» WHAT YOU SHOULD DO: In the forum thread on Ford oil change data, what oil change interval is the Kia set to?

┌─ PASSAGE TO READ

Whiteface Ford owner validates that Ford is monitoring the oil change electronic data and denying warranties

Can you not reset the maintenance minder manually at any time? For instance, the Tundra and Rx 350 are still set to 10k OCIs but I just reset them when I do the oil change at 5k. I do the same with the Kia which is set to 7500 mi OCIs.
Yup, should be a dance with the buttons on the steering wheel and menus in the instrument cluster.
 
Would you ever buy a used car with a "Change Oil" message and the oil life at 0%? If the owner said, "Oh, I change the oil regularly, I just never reset the counter," would that make it alright to buy?

If you're not willing to take that gamble, why should Ford (or any other automaker)?
Yes, my “beater” RDX. A friend sent carfax and someone who believed in 3k OCI interval owned it majority of life.

The last oil change was 1yr/7k before.

└─
┌─ ROWS

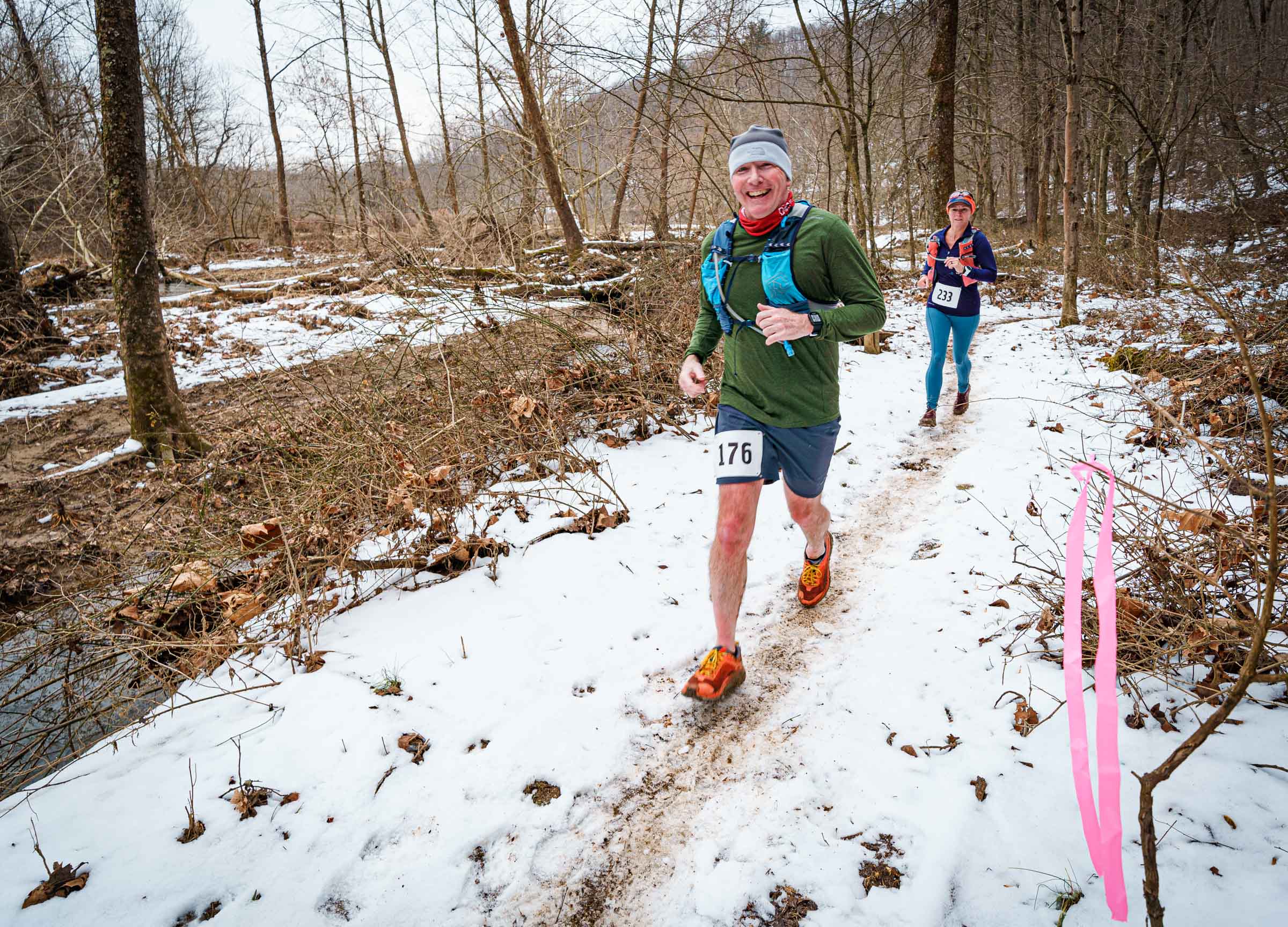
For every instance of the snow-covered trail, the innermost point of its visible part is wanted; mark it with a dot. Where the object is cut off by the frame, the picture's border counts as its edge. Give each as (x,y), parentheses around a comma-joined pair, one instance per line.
(729,755)
(671,813)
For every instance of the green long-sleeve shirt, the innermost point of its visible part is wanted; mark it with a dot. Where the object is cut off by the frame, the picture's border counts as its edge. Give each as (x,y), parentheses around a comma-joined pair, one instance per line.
(760,380)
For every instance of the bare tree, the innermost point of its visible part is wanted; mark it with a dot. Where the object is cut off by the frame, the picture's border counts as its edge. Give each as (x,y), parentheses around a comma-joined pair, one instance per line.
(382,40)
(158,417)
(284,214)
(536,126)
(442,119)
(353,126)
(662,219)
(943,78)
(615,224)
(1072,31)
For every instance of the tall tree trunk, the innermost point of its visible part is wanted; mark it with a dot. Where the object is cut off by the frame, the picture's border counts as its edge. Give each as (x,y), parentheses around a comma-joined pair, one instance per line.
(538,126)
(353,126)
(478,85)
(907,156)
(943,78)
(442,119)
(284,213)
(1045,173)
(845,121)
(177,147)
(1032,129)
(34,71)
(662,220)
(382,40)
(697,179)
(158,417)
(1072,30)
(615,224)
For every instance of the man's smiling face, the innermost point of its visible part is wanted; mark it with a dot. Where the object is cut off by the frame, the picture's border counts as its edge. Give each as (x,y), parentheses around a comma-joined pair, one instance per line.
(759,187)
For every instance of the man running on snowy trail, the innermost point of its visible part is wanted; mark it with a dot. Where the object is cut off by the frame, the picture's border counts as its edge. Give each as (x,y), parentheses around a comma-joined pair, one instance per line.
(785,284)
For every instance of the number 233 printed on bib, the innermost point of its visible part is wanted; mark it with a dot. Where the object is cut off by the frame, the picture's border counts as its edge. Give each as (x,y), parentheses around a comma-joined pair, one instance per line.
(738,452)
(946,297)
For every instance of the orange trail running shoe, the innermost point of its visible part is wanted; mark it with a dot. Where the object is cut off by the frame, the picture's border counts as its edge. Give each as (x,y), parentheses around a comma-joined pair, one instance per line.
(719,675)
(816,578)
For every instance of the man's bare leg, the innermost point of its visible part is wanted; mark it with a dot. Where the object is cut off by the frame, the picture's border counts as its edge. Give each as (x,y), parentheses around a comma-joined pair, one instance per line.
(812,517)
(728,564)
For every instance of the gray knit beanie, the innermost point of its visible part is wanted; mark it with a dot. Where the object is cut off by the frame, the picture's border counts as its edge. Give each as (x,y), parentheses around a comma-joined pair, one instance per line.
(760,143)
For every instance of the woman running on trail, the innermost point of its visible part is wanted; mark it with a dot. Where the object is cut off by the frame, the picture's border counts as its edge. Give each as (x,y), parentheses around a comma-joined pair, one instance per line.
(958,259)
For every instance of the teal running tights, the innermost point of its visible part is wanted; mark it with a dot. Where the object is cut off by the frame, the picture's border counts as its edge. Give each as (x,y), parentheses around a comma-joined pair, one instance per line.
(964,330)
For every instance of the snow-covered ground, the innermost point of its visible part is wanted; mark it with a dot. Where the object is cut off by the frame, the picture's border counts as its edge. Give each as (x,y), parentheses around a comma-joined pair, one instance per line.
(565,668)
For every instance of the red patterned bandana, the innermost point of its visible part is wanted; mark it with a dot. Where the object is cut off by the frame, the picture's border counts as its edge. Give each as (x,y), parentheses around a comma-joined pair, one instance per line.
(760,227)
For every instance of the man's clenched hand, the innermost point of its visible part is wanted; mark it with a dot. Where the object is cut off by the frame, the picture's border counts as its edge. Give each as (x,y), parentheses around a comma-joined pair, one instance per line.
(693,379)
(782,325)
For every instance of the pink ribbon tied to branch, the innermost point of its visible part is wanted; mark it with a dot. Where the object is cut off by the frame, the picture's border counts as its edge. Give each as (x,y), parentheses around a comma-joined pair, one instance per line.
(1104,836)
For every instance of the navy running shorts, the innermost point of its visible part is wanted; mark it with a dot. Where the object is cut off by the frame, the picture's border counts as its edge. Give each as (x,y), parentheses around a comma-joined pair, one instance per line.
(803,455)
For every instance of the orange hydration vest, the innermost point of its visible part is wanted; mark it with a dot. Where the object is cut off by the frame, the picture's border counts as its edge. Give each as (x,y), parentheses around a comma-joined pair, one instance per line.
(965,252)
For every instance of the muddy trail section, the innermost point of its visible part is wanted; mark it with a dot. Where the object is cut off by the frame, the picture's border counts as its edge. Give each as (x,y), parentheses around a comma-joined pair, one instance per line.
(624,844)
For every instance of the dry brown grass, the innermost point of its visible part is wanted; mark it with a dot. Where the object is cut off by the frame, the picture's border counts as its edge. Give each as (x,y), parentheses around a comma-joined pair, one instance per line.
(396,442)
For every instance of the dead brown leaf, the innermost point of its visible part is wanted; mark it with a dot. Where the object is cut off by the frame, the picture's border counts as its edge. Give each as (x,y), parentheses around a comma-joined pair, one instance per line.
(241,606)
(195,576)
(246,799)
(1026,718)
(543,792)
(61,884)
(262,535)
(1197,520)
(522,407)
(415,745)
(1162,719)
(980,784)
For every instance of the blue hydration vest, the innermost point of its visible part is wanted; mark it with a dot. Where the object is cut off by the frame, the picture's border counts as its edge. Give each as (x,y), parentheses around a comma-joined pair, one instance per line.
(776,272)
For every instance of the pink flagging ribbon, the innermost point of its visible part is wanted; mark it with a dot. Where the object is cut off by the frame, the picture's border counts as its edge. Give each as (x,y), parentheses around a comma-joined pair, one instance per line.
(1104,836)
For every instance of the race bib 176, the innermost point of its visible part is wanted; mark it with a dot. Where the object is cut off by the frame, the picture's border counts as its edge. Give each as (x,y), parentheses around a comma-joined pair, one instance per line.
(946,297)
(738,452)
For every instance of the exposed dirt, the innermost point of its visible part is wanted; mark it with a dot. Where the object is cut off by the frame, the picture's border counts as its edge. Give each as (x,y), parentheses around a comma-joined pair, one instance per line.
(97,523)
(680,776)
(683,774)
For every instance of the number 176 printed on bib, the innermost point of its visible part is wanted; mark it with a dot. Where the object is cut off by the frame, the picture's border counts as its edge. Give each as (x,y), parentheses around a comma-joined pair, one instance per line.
(738,452)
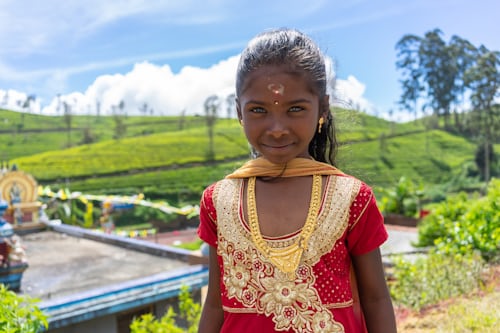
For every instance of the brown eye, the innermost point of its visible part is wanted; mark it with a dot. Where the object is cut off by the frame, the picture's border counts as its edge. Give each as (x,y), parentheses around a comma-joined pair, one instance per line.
(257,110)
(296,109)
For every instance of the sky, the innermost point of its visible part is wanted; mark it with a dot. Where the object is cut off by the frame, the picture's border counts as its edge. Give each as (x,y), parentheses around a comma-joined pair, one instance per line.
(168,56)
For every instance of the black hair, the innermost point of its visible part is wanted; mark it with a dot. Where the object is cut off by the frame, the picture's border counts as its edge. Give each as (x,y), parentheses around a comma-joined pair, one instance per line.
(298,51)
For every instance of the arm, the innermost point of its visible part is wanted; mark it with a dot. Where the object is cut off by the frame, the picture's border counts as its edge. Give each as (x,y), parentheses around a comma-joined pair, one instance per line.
(373,293)
(212,315)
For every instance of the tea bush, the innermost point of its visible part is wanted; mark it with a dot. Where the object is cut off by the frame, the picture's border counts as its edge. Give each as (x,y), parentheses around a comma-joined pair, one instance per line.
(190,311)
(20,314)
(434,277)
(463,224)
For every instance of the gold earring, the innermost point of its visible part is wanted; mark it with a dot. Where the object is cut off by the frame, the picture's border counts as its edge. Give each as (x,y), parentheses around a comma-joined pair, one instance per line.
(321,121)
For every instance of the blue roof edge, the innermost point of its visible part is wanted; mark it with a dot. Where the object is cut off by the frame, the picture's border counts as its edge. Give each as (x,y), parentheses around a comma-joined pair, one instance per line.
(120,297)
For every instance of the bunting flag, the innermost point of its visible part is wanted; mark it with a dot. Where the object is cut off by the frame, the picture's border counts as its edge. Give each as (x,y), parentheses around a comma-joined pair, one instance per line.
(118,202)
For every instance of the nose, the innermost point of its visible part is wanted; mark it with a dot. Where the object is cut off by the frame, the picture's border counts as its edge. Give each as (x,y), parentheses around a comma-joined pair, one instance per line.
(277,127)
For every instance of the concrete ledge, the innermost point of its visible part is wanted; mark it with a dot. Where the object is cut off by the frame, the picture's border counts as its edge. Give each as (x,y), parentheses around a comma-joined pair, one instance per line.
(121,297)
(128,243)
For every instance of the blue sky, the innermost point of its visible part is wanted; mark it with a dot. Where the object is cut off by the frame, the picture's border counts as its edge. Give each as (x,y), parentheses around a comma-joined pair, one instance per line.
(173,54)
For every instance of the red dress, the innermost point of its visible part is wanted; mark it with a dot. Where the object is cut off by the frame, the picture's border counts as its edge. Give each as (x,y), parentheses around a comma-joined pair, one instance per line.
(256,296)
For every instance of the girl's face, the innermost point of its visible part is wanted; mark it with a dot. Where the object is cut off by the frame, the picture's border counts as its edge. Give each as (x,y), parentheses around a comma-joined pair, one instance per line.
(279,113)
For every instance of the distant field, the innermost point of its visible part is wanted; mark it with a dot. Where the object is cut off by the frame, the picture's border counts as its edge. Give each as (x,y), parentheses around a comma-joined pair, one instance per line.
(167,156)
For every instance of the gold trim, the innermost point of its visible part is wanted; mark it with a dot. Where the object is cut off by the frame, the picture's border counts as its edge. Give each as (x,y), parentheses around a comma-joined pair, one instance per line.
(287,258)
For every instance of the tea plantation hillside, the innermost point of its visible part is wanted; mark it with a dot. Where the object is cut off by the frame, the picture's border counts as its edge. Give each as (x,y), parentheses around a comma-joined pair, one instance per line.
(166,157)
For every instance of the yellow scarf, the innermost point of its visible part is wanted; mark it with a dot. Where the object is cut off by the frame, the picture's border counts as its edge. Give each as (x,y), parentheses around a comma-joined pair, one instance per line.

└─

» EXERCISE RESPONSE: 7,500 miles